DIRECTIONS FOR THIS TASK.
Rescale only the stretch from the line containing "One point belongs on each instance of the small" through the end of the entries, both ends included. Write out every line again, wording lines as well as point lines, multiply each point coordinate by 2.2, round to the nearest whole number with halves going up, and leave out the pictures.

_ _ _

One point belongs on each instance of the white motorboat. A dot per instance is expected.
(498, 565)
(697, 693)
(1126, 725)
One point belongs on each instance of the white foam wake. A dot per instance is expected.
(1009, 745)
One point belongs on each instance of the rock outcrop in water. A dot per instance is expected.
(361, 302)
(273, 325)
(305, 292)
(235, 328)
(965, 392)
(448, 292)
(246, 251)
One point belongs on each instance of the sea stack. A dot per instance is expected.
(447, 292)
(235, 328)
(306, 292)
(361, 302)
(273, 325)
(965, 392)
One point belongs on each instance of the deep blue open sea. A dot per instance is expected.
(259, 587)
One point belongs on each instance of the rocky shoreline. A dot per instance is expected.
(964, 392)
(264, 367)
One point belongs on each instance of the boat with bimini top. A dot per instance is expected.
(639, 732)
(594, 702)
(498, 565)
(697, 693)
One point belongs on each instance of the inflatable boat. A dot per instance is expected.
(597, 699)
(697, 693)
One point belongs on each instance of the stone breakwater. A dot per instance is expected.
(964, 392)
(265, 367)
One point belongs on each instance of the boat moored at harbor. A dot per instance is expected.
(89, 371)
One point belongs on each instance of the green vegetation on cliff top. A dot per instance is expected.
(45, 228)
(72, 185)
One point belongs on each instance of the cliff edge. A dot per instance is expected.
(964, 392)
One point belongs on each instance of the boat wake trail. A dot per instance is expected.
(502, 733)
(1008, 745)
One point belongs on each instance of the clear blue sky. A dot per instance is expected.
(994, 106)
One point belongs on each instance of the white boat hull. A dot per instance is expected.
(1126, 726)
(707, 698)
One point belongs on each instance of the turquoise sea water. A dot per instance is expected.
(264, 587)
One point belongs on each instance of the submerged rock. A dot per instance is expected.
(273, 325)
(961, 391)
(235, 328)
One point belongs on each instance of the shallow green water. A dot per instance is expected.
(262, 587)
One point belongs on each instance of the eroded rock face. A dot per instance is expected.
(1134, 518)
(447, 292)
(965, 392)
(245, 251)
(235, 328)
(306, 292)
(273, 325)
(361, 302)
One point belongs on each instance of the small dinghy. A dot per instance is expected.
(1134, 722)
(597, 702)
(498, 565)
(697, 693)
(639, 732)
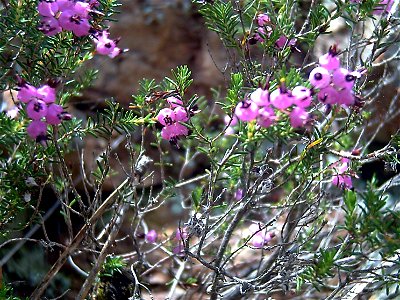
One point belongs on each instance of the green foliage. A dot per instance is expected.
(221, 18)
(112, 265)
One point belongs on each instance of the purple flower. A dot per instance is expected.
(301, 96)
(298, 117)
(106, 46)
(36, 109)
(238, 194)
(263, 19)
(284, 41)
(48, 9)
(231, 121)
(328, 95)
(281, 98)
(341, 179)
(181, 233)
(246, 110)
(166, 116)
(174, 131)
(330, 61)
(266, 116)
(54, 114)
(180, 114)
(343, 78)
(346, 97)
(37, 130)
(151, 236)
(320, 77)
(174, 102)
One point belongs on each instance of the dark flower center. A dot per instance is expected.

_ _ _

COMPLETED EXERCISE.
One point belongs on each instance of the small dinghy. A dot per instance is expected.
(2495, 1588)
(1313, 1544)
(1096, 1243)
(1533, 1525)
(1406, 1610)
One point belongs on each instance of the green foliage. A dot per instance is expected.
(486, 40)
(246, 583)
One point belongs on each instance of the purple flower. A dot per instance is expected.
(662, 211)
(656, 257)
(233, 101)
(79, 240)
(524, 427)
(579, 42)
(625, 90)
(106, 20)
(508, 266)
(722, 209)
(618, 216)
(750, 394)
(398, 513)
(541, 242)
(365, 255)
(383, 288)
(726, 134)
(585, 255)
(119, 251)
(396, 251)
(755, 172)
(761, 213)
(81, 286)
(332, 519)
(704, 169)
(383, 224)
One point belongs on each instance of the dark flower center. A dot per instance is expected.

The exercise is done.